Exercise
Format the items below as a JSON list of strings, one string per line and no blank lines, from the line with "I'd be grateful if you could outline the coniferous" up to and including the line with "[297,219,408,253]".

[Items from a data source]
——
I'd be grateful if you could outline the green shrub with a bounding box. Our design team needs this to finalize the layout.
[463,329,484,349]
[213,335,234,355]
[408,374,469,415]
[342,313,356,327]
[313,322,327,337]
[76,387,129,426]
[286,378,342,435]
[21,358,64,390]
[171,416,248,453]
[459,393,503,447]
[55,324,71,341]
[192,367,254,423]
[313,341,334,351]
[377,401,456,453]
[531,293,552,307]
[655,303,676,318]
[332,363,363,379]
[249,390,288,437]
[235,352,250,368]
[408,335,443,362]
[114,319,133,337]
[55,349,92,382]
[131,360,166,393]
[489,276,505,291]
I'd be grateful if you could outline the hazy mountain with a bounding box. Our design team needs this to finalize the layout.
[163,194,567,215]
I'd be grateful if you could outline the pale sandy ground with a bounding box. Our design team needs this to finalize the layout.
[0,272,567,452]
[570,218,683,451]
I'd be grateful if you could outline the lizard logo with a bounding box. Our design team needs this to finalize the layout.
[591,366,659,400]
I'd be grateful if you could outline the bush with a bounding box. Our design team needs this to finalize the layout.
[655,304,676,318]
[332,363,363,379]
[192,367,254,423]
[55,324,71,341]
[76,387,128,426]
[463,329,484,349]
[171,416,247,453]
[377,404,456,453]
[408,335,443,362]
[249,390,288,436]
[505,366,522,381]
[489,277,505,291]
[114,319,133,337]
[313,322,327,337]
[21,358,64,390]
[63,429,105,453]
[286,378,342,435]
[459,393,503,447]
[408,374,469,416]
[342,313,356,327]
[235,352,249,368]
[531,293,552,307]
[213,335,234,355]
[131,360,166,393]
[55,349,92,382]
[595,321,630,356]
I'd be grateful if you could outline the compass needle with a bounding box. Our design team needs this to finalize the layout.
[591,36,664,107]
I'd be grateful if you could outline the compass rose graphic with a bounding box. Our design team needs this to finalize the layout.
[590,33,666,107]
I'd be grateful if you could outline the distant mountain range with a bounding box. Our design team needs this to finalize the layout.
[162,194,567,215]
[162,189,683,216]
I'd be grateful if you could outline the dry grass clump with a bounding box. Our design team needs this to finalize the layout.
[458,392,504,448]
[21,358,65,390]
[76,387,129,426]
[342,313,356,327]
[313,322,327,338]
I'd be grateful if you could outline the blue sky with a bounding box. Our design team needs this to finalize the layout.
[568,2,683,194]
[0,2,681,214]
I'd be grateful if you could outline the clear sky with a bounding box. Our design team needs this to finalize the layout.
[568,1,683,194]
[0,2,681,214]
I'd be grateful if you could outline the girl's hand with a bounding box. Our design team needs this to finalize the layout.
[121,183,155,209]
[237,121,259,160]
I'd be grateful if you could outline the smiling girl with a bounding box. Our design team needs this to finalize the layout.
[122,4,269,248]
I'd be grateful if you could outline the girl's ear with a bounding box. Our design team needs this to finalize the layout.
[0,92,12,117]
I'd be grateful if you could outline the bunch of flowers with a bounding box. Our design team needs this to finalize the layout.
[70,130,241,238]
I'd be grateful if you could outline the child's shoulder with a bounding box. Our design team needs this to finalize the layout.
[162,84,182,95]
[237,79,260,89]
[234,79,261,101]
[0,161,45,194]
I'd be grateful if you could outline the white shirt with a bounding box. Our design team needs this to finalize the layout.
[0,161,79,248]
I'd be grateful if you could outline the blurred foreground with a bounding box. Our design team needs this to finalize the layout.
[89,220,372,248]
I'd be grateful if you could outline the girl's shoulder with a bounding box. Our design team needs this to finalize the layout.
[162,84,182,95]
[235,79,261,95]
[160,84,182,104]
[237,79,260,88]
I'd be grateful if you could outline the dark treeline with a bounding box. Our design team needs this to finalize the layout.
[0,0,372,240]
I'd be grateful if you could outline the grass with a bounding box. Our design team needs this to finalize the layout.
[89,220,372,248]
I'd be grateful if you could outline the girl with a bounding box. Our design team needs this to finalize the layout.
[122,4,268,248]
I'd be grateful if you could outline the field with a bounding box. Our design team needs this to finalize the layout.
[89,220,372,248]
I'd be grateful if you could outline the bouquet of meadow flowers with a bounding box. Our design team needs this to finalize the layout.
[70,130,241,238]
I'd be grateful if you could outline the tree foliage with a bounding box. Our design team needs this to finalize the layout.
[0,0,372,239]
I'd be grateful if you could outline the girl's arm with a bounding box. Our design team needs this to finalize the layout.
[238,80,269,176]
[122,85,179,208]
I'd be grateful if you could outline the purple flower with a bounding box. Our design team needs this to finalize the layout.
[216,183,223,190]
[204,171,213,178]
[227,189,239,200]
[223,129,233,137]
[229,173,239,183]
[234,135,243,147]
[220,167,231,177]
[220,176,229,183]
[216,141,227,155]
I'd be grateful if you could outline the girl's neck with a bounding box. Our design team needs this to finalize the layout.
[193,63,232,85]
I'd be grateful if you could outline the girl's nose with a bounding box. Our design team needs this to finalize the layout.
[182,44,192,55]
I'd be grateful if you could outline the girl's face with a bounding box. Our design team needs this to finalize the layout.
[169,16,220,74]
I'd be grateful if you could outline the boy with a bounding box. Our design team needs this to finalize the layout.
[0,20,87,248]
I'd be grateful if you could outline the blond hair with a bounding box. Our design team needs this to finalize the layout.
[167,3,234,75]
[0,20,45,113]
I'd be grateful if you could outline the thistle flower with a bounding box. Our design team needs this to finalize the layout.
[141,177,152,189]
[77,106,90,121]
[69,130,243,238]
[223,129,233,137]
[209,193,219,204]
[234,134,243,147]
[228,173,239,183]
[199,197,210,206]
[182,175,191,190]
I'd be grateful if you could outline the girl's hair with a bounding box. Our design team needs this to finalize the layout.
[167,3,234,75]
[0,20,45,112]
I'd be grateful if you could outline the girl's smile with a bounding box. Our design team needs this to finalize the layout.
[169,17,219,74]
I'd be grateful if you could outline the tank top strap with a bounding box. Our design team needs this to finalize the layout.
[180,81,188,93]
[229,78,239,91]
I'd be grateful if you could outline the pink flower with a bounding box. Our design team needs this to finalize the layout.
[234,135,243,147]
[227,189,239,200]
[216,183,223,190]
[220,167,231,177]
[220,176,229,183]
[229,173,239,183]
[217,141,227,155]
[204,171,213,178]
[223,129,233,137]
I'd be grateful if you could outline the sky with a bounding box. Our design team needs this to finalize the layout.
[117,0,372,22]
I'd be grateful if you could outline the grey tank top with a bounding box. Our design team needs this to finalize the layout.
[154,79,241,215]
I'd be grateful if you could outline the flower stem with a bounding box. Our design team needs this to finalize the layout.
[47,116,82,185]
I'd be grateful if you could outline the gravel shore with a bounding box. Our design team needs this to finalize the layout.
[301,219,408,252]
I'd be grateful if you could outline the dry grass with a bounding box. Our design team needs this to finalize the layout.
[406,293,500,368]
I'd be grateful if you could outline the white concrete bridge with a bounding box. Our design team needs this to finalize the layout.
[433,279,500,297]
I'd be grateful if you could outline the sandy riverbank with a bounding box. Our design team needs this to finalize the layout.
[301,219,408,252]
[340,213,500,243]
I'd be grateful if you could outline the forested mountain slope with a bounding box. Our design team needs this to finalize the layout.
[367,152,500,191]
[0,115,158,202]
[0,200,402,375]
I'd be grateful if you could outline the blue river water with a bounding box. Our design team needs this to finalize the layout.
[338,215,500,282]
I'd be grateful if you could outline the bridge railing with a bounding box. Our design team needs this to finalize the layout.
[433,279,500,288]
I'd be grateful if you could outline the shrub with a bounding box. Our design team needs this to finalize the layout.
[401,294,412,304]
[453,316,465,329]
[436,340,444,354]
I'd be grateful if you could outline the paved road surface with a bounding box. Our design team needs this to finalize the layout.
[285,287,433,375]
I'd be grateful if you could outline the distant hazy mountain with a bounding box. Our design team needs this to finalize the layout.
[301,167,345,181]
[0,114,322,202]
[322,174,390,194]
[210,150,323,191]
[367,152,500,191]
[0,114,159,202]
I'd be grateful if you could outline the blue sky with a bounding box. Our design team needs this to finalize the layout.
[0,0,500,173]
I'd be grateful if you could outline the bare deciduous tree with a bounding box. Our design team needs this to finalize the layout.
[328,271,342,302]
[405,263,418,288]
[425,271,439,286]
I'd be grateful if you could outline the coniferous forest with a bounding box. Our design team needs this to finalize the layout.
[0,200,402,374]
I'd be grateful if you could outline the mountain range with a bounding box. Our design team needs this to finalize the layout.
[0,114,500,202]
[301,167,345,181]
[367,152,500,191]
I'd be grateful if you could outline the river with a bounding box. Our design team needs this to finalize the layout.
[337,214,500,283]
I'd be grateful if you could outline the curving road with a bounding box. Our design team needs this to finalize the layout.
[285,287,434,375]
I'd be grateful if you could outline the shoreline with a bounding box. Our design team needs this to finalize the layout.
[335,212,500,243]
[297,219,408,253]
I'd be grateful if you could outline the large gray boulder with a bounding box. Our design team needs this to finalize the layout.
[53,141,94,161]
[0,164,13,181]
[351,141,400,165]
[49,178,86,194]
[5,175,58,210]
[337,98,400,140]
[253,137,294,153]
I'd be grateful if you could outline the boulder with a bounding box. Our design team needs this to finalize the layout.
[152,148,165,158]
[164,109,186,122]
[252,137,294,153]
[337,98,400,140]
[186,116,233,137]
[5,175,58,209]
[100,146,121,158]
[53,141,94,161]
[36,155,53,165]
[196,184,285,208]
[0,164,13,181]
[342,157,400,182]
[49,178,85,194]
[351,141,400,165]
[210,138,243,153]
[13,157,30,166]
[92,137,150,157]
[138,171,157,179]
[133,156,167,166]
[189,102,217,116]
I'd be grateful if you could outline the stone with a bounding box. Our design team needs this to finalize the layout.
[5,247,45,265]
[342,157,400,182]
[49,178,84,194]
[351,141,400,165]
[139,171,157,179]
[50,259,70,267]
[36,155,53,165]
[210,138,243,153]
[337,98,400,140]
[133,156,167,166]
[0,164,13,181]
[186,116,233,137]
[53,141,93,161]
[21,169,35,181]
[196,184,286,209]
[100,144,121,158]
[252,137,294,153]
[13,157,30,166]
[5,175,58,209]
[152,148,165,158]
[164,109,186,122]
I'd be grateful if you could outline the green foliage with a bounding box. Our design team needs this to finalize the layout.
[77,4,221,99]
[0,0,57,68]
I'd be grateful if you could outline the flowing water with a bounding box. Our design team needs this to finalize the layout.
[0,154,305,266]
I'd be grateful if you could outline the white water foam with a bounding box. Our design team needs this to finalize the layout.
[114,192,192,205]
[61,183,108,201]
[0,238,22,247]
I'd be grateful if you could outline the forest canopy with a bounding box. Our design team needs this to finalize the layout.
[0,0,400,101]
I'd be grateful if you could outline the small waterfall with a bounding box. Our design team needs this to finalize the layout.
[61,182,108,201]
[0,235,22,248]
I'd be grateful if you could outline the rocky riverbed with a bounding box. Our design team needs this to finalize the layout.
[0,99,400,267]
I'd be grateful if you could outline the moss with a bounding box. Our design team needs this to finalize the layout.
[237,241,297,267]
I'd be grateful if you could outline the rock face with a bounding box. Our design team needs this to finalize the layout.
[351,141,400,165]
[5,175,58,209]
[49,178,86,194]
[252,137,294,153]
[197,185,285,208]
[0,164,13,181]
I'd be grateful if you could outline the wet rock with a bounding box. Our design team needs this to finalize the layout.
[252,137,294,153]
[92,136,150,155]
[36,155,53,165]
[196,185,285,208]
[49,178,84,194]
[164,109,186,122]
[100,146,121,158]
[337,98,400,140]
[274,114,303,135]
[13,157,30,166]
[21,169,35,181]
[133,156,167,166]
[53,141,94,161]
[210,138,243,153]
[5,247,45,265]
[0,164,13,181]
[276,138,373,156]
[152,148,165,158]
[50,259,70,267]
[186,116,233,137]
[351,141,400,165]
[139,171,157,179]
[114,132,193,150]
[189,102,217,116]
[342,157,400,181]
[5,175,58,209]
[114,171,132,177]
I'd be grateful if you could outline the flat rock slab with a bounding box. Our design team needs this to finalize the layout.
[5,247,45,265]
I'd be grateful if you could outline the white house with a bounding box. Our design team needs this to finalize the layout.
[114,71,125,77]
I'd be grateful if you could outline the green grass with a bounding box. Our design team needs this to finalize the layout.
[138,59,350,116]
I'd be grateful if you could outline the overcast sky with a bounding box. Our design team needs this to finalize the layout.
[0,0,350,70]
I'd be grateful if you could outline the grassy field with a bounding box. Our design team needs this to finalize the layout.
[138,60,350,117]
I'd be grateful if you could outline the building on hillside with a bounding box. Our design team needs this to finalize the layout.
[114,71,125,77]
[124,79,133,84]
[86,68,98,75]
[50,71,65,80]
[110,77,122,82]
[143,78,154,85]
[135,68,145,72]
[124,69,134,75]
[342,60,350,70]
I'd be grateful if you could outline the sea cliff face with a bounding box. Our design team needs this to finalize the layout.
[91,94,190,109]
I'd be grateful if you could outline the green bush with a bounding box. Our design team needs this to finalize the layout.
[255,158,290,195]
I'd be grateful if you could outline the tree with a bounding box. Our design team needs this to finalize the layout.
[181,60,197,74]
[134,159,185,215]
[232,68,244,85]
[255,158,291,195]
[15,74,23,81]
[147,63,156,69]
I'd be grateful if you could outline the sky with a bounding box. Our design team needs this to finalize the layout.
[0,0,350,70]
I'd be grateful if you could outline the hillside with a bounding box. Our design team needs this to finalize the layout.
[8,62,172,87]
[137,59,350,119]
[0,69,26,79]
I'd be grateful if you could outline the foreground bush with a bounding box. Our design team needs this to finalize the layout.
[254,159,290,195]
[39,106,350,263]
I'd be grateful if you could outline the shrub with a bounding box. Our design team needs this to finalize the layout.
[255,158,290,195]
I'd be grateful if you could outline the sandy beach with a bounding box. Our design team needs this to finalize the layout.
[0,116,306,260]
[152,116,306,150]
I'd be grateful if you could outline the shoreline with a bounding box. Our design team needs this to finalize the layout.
——
Final result
[
  "I'd be grateful if you could outline the coniferous forest with a bounding box. Our design team needs this to finalize the layout.",
  "[0,200,402,374]",
  "I'd be grateful if you could outline the mountain range with a bounding box. Our design team needs this to finalize the layout.",
  "[0,114,500,202]",
  "[301,167,345,181]",
  "[367,152,500,191]",
  "I'd be grateful if you could outline the river with a bounding box. Our design team needs this to finalize the layout.",
  "[337,214,500,283]",
  "I'd be grateful if you could outline the curving road with a bounding box. Our design team needs this to finalize the layout.",
  "[285,287,434,375]",
  "I'd be grateful if you could outline the shoreline with a bounding box. Our design team needs this to finalize the layout.",
  "[335,212,500,243]",
  "[297,219,408,253]"
]